Find and copy the lines in the records beneath this task that contain the word "black".

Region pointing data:
::::::::

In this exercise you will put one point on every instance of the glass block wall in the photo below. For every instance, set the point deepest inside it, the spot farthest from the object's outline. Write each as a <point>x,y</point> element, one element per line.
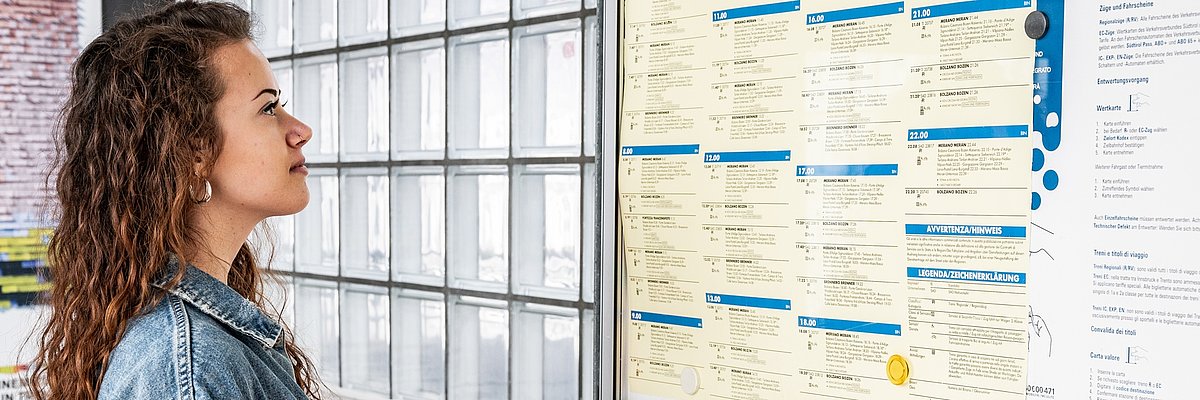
<point>448,249</point>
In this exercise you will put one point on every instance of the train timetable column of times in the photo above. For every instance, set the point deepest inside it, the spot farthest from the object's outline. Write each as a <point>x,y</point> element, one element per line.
<point>966,172</point>
<point>658,212</point>
<point>665,72</point>
<point>749,311</point>
<point>755,77</point>
<point>847,193</point>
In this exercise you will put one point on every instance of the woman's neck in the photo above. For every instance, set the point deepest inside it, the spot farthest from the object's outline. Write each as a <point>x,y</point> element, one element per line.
<point>222,233</point>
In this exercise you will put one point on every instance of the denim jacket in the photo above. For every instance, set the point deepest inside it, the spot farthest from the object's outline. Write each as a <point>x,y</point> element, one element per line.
<point>202,341</point>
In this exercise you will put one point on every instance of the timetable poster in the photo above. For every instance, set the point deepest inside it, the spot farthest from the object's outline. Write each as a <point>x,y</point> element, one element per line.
<point>1114,309</point>
<point>810,187</point>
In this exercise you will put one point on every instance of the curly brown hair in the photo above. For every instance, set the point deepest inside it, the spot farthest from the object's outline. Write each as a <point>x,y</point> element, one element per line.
<point>139,115</point>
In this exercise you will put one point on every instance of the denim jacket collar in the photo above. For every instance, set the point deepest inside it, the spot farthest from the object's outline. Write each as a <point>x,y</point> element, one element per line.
<point>221,302</point>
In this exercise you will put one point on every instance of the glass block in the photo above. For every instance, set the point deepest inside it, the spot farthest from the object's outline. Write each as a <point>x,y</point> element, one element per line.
<point>317,326</point>
<point>280,299</point>
<point>414,17</point>
<point>317,237</point>
<point>316,23</point>
<point>274,242</point>
<point>545,352</point>
<point>419,225</point>
<point>275,17</point>
<point>546,231</point>
<point>529,9</point>
<point>478,12</point>
<point>361,21</point>
<point>591,232</point>
<point>479,228</point>
<point>549,89</point>
<point>419,113</point>
<point>364,113</point>
<point>479,350</point>
<point>283,77</point>
<point>592,85</point>
<point>479,95</point>
<point>365,224</point>
<point>366,339</point>
<point>419,345</point>
<point>316,90</point>
<point>588,354</point>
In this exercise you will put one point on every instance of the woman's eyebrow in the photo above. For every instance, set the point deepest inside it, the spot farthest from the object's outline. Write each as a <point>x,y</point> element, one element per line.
<point>273,91</point>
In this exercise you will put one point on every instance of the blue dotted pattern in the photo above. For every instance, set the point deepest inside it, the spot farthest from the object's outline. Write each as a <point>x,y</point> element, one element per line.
<point>1048,97</point>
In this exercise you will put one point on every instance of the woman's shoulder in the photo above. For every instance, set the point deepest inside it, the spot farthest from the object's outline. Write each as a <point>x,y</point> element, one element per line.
<point>177,352</point>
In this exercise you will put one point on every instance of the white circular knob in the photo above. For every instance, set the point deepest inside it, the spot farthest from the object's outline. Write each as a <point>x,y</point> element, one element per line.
<point>689,380</point>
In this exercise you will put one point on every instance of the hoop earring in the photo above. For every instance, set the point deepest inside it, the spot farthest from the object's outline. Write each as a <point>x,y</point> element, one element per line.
<point>208,193</point>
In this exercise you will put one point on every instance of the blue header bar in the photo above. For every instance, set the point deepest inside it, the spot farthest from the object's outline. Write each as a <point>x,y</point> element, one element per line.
<point>966,231</point>
<point>856,13</point>
<point>748,302</point>
<point>660,149</point>
<point>871,169</point>
<point>671,320</point>
<point>749,156</point>
<point>969,132</point>
<point>964,7</point>
<point>985,276</point>
<point>850,326</point>
<point>754,11</point>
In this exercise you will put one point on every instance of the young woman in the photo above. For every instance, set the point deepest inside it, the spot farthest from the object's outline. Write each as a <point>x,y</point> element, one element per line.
<point>174,145</point>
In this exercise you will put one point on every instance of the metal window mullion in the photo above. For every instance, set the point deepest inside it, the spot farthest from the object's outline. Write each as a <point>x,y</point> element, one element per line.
<point>444,34</point>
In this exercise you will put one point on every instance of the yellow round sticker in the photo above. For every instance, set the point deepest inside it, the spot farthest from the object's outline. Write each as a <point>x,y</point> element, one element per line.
<point>898,370</point>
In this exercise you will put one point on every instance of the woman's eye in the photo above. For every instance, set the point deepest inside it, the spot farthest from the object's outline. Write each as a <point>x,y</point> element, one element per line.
<point>270,108</point>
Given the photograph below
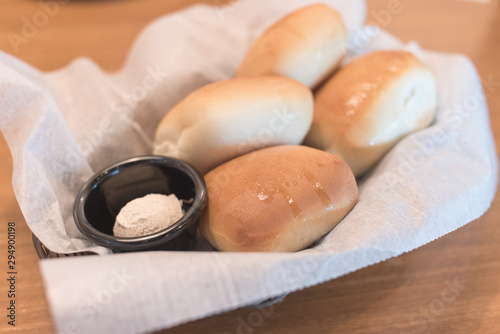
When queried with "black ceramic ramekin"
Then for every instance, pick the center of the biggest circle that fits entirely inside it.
(101, 198)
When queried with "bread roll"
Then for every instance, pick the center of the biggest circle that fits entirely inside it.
(307, 45)
(226, 119)
(278, 199)
(369, 105)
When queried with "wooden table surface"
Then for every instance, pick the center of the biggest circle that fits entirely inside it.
(451, 285)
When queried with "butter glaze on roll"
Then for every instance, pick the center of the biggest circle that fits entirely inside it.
(371, 104)
(306, 45)
(278, 199)
(226, 119)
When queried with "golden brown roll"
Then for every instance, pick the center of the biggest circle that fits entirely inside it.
(278, 199)
(226, 119)
(371, 104)
(306, 45)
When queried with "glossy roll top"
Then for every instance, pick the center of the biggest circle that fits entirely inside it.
(278, 199)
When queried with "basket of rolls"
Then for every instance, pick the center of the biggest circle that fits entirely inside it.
(291, 153)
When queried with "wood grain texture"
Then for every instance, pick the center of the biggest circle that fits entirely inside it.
(451, 285)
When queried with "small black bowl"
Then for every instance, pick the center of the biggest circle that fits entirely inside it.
(102, 197)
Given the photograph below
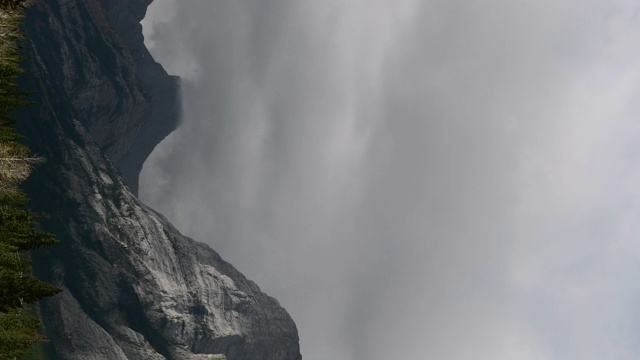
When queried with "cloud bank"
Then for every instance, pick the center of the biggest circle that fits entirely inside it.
(414, 179)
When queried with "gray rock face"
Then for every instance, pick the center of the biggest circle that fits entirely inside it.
(134, 287)
(95, 50)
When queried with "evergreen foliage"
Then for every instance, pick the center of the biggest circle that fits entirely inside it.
(18, 231)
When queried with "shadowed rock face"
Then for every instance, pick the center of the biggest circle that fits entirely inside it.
(95, 50)
(134, 287)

::::::::

◆ **Answer section**:
When queried with "black ceramic ramekin"
When queried with "small black bowl"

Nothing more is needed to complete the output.